* [Task details]
Copy the lines below that contain "hand".

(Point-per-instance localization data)
------------------------
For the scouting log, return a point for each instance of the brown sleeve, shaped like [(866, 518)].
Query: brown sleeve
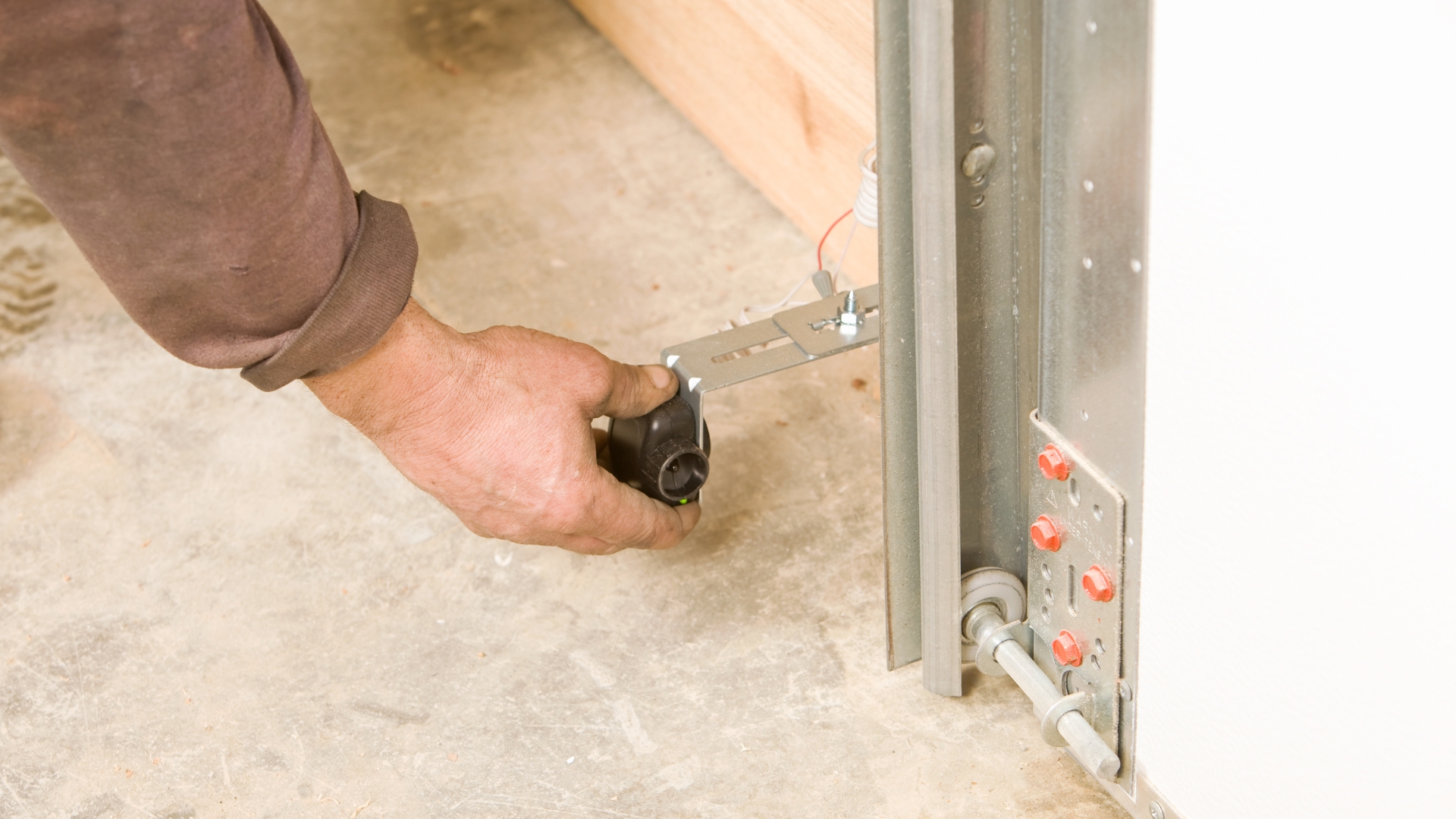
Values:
[(177, 143)]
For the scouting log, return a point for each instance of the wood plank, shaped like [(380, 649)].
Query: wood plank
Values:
[(783, 88)]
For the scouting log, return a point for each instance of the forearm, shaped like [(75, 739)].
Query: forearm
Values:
[(177, 143), (400, 381)]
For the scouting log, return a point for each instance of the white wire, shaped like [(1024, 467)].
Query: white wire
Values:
[(867, 203), (867, 213)]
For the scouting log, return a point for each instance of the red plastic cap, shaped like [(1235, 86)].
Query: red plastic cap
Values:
[(1044, 535), (1053, 464), (1065, 648), (1098, 585)]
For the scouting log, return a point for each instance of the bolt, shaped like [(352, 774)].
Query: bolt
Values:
[(849, 316), (1053, 464), (1044, 535), (977, 162), (1065, 648), (1098, 585)]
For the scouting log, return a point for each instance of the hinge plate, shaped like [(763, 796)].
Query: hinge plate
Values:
[(1091, 515)]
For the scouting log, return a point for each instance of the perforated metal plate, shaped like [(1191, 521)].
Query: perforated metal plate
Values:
[(1091, 518)]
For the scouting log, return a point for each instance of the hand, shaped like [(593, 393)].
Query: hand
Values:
[(497, 425)]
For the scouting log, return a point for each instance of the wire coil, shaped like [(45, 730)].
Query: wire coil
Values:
[(867, 203)]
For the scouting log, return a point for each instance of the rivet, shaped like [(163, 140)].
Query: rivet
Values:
[(1065, 648), (1053, 465), (977, 162)]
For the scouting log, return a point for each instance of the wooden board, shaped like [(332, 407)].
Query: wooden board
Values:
[(783, 88)]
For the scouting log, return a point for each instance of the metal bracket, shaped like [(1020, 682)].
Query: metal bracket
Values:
[(1090, 515), (792, 337)]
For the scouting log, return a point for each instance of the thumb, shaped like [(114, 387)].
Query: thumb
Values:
[(638, 390)]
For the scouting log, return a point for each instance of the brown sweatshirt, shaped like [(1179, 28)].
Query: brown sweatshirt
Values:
[(177, 143)]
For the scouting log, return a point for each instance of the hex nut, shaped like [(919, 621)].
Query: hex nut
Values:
[(1065, 648), (1098, 583), (1044, 535), (1053, 465)]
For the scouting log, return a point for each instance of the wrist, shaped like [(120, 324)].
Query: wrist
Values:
[(400, 381)]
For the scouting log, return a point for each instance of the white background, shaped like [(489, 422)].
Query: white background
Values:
[(1298, 632)]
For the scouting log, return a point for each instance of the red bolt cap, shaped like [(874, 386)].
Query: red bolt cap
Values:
[(1065, 648), (1053, 464), (1044, 535), (1098, 585)]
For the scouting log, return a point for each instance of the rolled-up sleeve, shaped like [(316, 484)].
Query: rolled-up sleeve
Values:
[(177, 143)]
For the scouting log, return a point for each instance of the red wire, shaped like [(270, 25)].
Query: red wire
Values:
[(819, 256)]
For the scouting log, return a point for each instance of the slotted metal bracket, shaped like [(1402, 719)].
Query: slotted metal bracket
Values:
[(792, 337), (1091, 518)]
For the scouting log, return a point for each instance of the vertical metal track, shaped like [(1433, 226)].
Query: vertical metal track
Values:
[(974, 134), (1094, 283), (1015, 134), (897, 382), (938, 349)]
------------------------
* [Exercise output]
For the scouting log, return a point for each instance of the hand, shaped like [(593, 393)].
Query: hand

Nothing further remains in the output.